Task prompt: Write out the full set of records below exactly.

====

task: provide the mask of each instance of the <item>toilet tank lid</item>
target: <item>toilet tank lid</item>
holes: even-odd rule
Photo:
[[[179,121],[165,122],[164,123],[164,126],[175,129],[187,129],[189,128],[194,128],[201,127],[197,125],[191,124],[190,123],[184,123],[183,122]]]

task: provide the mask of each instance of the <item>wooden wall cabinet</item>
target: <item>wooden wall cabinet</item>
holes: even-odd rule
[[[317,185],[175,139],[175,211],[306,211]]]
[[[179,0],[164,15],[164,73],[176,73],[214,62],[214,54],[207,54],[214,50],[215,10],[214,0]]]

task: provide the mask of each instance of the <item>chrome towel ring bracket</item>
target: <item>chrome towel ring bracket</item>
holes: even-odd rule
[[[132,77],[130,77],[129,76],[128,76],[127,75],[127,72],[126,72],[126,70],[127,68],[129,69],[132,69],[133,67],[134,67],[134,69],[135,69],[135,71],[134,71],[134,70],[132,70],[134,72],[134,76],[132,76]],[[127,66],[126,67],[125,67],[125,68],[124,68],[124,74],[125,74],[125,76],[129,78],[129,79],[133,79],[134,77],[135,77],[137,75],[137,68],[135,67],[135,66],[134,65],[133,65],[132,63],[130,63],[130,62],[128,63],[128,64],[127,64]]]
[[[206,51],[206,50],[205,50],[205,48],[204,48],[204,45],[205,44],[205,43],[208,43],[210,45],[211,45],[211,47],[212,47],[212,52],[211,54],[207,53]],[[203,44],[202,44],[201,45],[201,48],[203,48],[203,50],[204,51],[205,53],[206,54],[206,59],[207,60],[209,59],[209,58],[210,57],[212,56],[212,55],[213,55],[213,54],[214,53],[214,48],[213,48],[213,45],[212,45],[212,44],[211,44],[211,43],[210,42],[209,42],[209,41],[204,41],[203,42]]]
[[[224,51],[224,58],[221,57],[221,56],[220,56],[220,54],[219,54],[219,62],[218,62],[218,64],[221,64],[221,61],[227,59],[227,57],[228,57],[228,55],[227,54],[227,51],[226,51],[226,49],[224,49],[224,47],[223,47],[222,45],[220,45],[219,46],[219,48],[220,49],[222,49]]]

====

Result of this task:
task: provide the mask of each instance of the <item>toilet tank lid</item>
target: <item>toilet tank lid</item>
holes: even-odd rule
Photo:
[[[179,121],[165,122],[164,123],[164,126],[175,129],[187,129],[189,128],[194,128],[201,127],[197,125],[191,124],[190,123],[184,123],[183,122]]]

task: provide the mask of each instance of the <item>wooden wall cabinet</item>
target: <item>wooden wall cabinet</item>
holes: even-odd rule
[[[317,185],[175,139],[175,211],[306,211]]]
[[[179,0],[164,15],[164,73],[176,73],[214,62],[214,54],[207,54],[214,50],[215,10],[214,0]]]

task: provide the mask of each instance of the <item>chrome towel ring bracket</item>
target: <item>chrome towel ring bracket</item>
holes: even-odd rule
[[[132,77],[130,77],[129,76],[128,76],[127,75],[127,72],[126,72],[126,70],[127,68],[129,69],[132,69],[133,67],[134,67],[134,69],[135,69],[135,71],[134,71],[134,70],[132,70],[134,72],[134,76],[132,76]],[[127,66],[126,67],[125,67],[125,68],[124,68],[124,74],[125,74],[125,76],[129,78],[129,79],[133,79],[134,77],[135,77],[137,75],[137,68],[135,67],[135,66],[134,65],[133,65],[132,63],[130,63],[130,62],[128,63],[128,64],[127,64]]]
[[[206,51],[206,50],[205,50],[205,48],[204,48],[204,45],[205,44],[205,43],[208,43],[210,45],[211,45],[211,47],[212,47],[212,52],[211,54],[207,53]],[[203,44],[202,44],[201,45],[201,48],[203,48],[203,50],[204,51],[205,53],[206,54],[206,59],[207,60],[209,59],[209,58],[210,57],[212,56],[212,55],[213,55],[213,54],[214,53],[214,48],[213,48],[213,45],[212,45],[212,44],[211,44],[211,43],[210,42],[209,42],[209,41],[204,41],[203,42]]]
[[[224,51],[224,58],[221,57],[221,56],[220,56],[220,54],[219,54],[219,62],[218,62],[218,64],[221,64],[221,61],[227,59],[227,57],[228,57],[228,55],[227,54],[227,51],[226,51],[226,49],[224,49],[224,47],[223,47],[222,45],[220,45],[219,46],[219,48],[220,49],[222,49]]]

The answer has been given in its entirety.